• **Work instruction**: Continue the interview below about a nun's work with families living on river boats in Hue, picking up after its last line.

• **Excerpted passage**:
==============================
Hue, Vietnam — For more than a dozen years, Sr. Ephrem Nguyen Thi Luu has been working with hundreds of families who have lived on small boats on rivers for generations in Hue City, central Vietnam. She is so commonly known among them that they call her “Me Luu” (Grandma Luu) instead of Sr. Luu.
Sr. Luu, who was born to a Buddhist family in nearby Da Nang City, joined the Saint Paul de Chartres Sisters in 1960 and has served the disadvantaged for 40 years.
Why do you engage yourself in working with ‘boat people?’
I am particularly concerned to help needy children from over 200 families who live on boats only 6 to 8 meters by 2 meters on rivers in the city. Some live in 4-square-meter huts made of leaves or pieces of plastic bags near the rivers or creeks.
They eke out a precarious existence by diving into rivers to catch fish and shellfish, while their children collect used items floating on rivers and in the algae, sell lottery tickets on streets and polish people’s shoes to support their families. But most of them often do not have enough food for their daily meals.
Their children lack winter clothes and grow up without personal papers needed to get medical treatment or go to public schools.
So our community tries to create opportunities for those needy people to live with human dignity and for their children to go to school or at least become literate and learn vocational skills to earn a good living.
How do you approach them?
We petition local authorities to allow us to open classes, and we invite teachers to teach teenagers basic education. We also provide stationery, health insurance and food for some other 200 children who are studying public schools.
For those who fail to keep pace with their classmates’ performance and have to drop out of school, we send them to state-run training centers for skills they can use to make a living in the future, such as tailoring, dress making, embroidery, repairing motorbikes and producing furniture.
On Sundays, some 50 children gather at our nunnery where they read comic strips, practice writing and learn how to dance. We have the boys’ hair cut and teach the girls how to cook. We also provide children life-coping skills, social behaviors and moral values, and offer them parties, lion dance shows and ‘lucky money’ and lottery tickets on Children’s Day, Christmas and Lunar New Year.
Have you seen their lives improved at all?
Many children go to school and training centers. Tens of people work at local factories, shops and restaurants. They behave in a friendly and courteous way towards others, dress properly, readily help one another, and rarely use foul language.
Do you see divine providence in your work?
==============================
(Data excerpts)
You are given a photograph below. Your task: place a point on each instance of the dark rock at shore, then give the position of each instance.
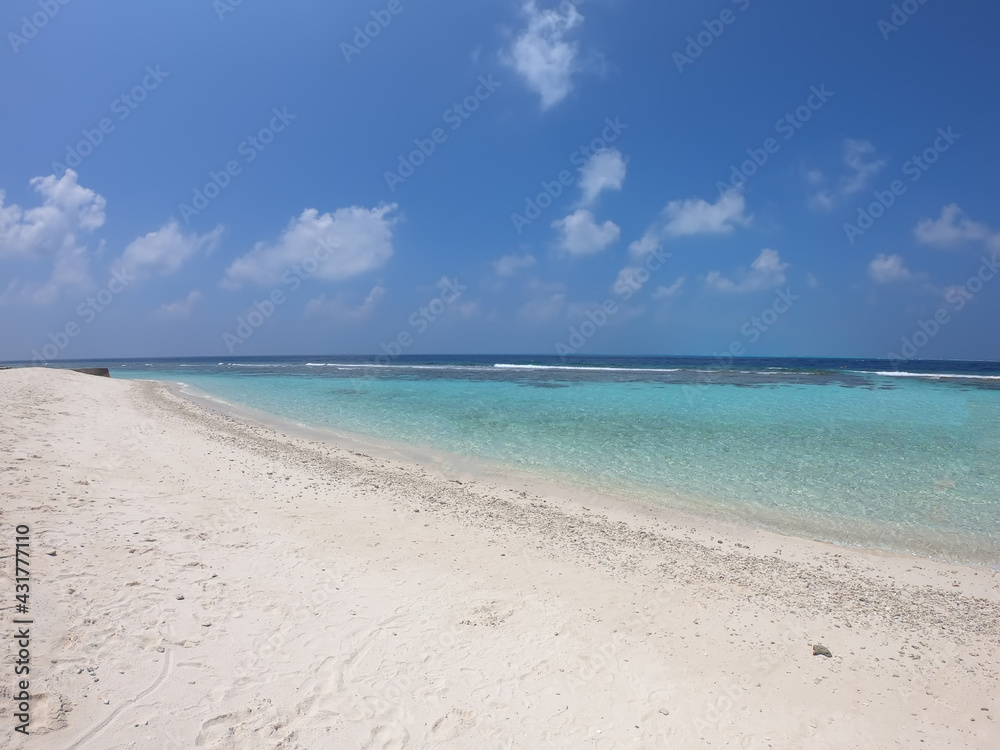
(99, 371)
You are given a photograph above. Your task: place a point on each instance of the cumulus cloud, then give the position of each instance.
(858, 158)
(67, 211)
(542, 55)
(766, 272)
(509, 265)
(180, 309)
(886, 269)
(339, 308)
(334, 246)
(605, 170)
(665, 292)
(54, 229)
(581, 235)
(164, 251)
(950, 229)
(545, 303)
(696, 216)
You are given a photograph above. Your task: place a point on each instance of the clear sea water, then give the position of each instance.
(851, 451)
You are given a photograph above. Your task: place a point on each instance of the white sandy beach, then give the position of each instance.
(200, 580)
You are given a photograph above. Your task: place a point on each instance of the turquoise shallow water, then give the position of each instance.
(905, 461)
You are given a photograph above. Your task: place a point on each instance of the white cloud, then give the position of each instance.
(340, 309)
(861, 170)
(696, 216)
(164, 251)
(70, 271)
(182, 308)
(690, 217)
(542, 56)
(582, 235)
(54, 229)
(547, 301)
(67, 210)
(663, 292)
(952, 228)
(605, 170)
(766, 272)
(509, 265)
(336, 246)
(885, 269)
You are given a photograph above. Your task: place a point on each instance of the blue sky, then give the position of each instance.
(213, 178)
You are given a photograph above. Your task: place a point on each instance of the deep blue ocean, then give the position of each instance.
(852, 451)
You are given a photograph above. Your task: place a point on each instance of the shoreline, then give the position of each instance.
(981, 552)
(298, 592)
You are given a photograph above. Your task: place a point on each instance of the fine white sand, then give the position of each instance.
(204, 580)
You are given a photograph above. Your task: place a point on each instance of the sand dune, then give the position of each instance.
(200, 580)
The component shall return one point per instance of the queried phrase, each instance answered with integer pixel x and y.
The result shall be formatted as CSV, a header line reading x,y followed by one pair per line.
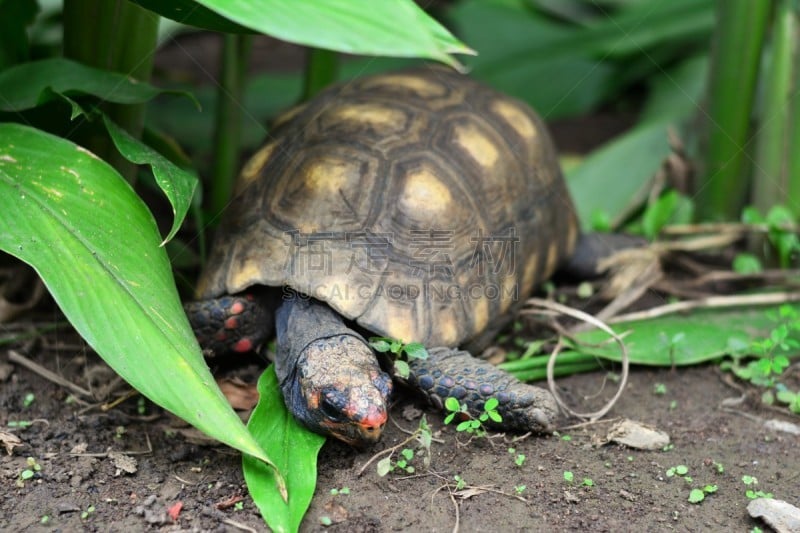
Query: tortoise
x,y
418,205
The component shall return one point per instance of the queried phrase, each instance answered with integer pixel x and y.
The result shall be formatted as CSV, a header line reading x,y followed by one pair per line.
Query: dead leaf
x,y
782,516
411,413
637,435
336,512
242,396
780,425
6,369
174,510
9,441
123,463
79,448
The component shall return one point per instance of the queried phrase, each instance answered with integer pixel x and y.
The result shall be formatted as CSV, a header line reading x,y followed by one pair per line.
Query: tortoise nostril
x,y
371,428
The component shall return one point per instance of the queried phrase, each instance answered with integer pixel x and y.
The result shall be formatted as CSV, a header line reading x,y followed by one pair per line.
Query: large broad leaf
x,y
555,85
614,174
31,84
294,450
685,339
17,16
178,184
96,247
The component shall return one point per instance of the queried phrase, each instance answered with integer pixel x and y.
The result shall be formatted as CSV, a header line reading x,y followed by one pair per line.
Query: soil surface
x,y
82,486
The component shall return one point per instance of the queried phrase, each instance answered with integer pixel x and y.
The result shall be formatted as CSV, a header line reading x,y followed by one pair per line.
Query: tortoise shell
x,y
420,204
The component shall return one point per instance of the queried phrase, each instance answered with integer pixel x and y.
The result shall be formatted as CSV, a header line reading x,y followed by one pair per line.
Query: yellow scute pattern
x,y
470,139
515,117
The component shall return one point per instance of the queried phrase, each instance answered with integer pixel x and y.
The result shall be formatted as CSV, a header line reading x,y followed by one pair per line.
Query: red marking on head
x,y
243,345
376,418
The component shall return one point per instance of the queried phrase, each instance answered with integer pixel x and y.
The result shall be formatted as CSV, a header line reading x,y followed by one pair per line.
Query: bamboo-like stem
x,y
792,199
738,40
113,35
540,374
321,70
772,140
228,127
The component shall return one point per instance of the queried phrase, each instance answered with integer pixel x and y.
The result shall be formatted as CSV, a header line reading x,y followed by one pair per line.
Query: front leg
x,y
227,324
330,378
451,372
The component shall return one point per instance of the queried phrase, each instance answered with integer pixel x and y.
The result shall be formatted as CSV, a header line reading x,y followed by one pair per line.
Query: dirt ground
x,y
80,487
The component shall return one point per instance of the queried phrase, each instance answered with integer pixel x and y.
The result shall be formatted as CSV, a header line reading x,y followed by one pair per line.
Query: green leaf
x,y
192,13
402,369
660,213
294,450
696,496
465,425
709,334
17,16
397,29
380,344
415,350
178,184
451,404
745,263
95,245
32,84
576,83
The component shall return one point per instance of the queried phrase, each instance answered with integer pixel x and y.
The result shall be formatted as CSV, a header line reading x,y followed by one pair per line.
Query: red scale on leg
x,y
243,345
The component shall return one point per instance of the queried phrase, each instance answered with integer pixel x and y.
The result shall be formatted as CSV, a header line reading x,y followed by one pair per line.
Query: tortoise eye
x,y
332,404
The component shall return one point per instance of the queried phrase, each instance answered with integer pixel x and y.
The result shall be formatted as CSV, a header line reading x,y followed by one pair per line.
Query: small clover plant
x,y
399,350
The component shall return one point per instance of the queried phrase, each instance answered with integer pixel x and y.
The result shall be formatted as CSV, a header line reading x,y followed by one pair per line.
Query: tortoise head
x,y
338,389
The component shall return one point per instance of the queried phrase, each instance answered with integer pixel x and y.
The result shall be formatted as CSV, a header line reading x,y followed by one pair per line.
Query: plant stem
x,y
321,70
738,39
228,127
540,361
113,35
792,199
773,150
540,374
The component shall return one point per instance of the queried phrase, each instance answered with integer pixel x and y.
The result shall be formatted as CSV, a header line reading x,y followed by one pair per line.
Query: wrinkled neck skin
x,y
330,378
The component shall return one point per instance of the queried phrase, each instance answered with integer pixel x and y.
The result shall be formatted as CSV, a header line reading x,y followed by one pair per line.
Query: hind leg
x,y
452,372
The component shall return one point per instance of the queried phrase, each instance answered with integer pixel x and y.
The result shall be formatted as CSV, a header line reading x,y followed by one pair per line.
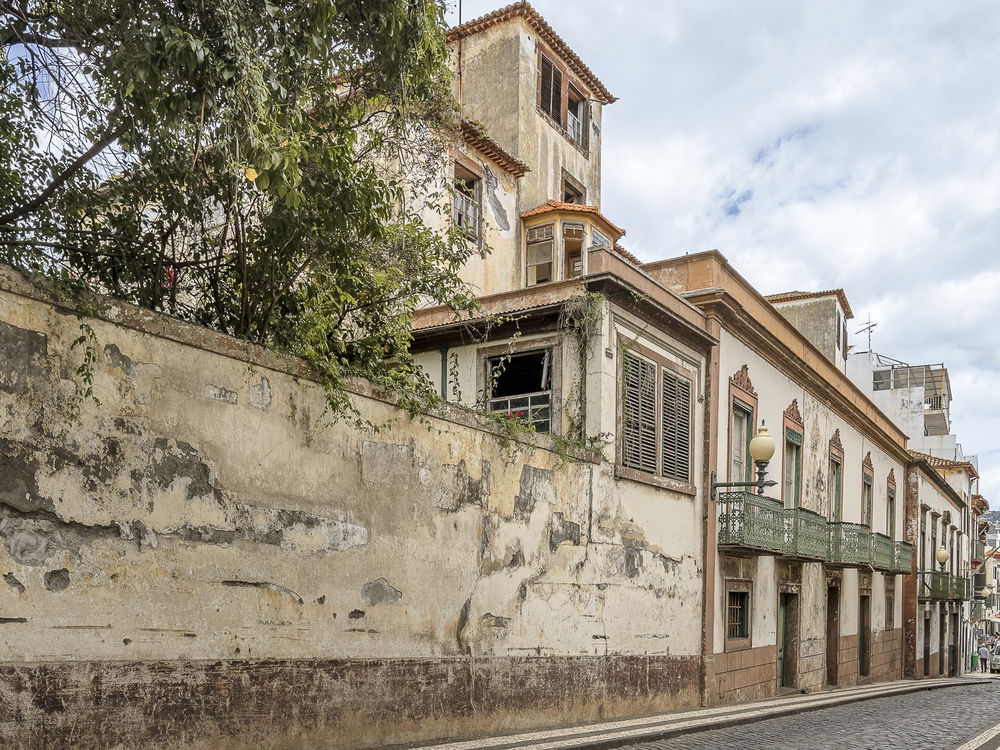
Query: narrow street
x,y
931,720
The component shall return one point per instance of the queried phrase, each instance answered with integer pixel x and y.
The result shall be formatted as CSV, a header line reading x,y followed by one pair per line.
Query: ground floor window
x,y
737,614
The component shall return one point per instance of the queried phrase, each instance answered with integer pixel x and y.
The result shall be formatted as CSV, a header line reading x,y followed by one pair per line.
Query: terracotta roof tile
x,y
475,135
545,33
797,295
580,208
945,463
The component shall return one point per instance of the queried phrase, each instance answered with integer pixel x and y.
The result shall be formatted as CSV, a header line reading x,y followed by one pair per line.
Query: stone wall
x,y
206,557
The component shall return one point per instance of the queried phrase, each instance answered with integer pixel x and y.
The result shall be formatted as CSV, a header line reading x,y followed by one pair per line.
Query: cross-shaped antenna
x,y
868,328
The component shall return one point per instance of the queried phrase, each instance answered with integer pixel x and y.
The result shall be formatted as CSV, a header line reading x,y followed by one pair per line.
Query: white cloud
x,y
818,145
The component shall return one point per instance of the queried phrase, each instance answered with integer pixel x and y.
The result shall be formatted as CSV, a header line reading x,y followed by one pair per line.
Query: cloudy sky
x,y
818,145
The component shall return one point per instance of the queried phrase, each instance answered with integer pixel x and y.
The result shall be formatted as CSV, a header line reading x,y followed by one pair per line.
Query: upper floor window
x,y
467,202
741,432
520,386
576,117
541,244
573,233
792,487
835,488
551,93
655,419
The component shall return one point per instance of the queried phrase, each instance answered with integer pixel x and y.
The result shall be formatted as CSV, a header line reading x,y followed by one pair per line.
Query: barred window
x,y
551,94
738,615
656,419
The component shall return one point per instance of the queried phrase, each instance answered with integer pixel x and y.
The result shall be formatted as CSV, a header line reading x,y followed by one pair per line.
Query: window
x,y
738,614
655,419
576,117
835,489
467,202
551,93
740,433
573,191
866,502
573,249
541,245
792,468
520,385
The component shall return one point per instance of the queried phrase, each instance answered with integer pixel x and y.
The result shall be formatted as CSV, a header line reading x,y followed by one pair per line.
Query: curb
x,y
728,722
594,737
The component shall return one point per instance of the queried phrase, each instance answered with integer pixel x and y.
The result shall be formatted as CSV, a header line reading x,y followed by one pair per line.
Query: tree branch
x,y
107,138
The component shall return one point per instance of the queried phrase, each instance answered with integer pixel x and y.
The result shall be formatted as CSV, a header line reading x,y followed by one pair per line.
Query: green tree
x,y
250,165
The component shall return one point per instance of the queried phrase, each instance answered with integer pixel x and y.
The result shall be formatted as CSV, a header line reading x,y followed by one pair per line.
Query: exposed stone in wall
x,y
207,511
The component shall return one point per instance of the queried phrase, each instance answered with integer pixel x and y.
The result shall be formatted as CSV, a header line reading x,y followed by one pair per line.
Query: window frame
x,y
867,497
524,346
742,396
474,172
662,366
567,81
794,437
835,510
744,641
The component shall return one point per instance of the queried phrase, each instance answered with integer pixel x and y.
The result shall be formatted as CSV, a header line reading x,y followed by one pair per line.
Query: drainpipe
x,y
444,372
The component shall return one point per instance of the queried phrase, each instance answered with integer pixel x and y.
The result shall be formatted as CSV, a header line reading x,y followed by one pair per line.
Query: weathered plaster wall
x,y
206,558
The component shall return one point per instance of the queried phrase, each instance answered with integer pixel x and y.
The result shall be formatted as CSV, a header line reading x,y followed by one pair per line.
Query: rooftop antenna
x,y
868,328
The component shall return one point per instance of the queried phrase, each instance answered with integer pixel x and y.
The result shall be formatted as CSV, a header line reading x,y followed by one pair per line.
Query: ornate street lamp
x,y
942,557
761,451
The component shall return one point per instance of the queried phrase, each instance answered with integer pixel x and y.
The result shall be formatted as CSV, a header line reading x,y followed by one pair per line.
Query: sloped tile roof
x,y
475,135
797,295
545,33
946,463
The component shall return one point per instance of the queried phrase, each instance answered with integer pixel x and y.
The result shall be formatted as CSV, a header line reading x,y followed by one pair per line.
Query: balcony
x,y
902,557
882,552
805,534
751,523
933,584
849,544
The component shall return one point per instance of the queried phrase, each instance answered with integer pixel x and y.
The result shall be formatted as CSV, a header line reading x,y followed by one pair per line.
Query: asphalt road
x,y
928,720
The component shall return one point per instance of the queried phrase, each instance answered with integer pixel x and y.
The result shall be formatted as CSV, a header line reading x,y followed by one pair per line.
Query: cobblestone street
x,y
930,720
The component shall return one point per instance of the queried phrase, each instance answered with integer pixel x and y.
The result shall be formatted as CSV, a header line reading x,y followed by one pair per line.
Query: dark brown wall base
x,y
330,703
738,676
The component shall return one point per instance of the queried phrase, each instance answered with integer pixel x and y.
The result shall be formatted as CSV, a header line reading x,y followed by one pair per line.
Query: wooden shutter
x,y
639,414
676,426
551,90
==============================
• **Task output**:
Yes, it is very obvious that when beneficiaries increase, at the same time benefactors are also on the increase. In 2000, we worked with 10 children who collected used items and covered their school fees with a small sum of money a friend of mine donated. Now we work with 200 children and 400 adults. We also offer bicycles, tricycles, food, clothes, scholarships and medical expenses to Paco ethnic people.
What are the most satisfying and challenging?
Bringing love, courage and humanity to the marginalized and underprivileged. Seeing well-behaved children like angels playing with one another on the grass by river banks or walking to schools. People treat me like a member of their family and give me flowers on feasts.
Local authorities refuse to allow us to teach children directly as a way to prevent us from doing evangelization. We are also asked to get their permission before taking benefactors to visit ‘boat people’ and present lists of benefactors for their approval.
We are at high risk of being bitten by insects and snakes or injured by piles of rusty metal and other old used items piled on the river banks.
Have you ever regretted being a nun?
Never. I am very happy to be a Catholic nun. When I studied at a Saint Paul Sisters school, I dreamt Jesus appeared to me and I leaned my head on his chest. I also helped my parents and sister to convert to Catholicism.
I daily spend five hours praying with the Sacred Heart, reciting rosaries, attending Mass and reading spiritual books.
My most favorite Bible verse is, “In as much as you have done it onto one of the least of these my brethren, you have done in onto me.”
[Joachim Pham is a correspondent for NCR and GSR based in Vietnam.]
Editor’s notes - English/American measurement conversions for boat size is approximately 20 to 26 feet long by 6.5 feet wide. The huts described are about 13 feet square.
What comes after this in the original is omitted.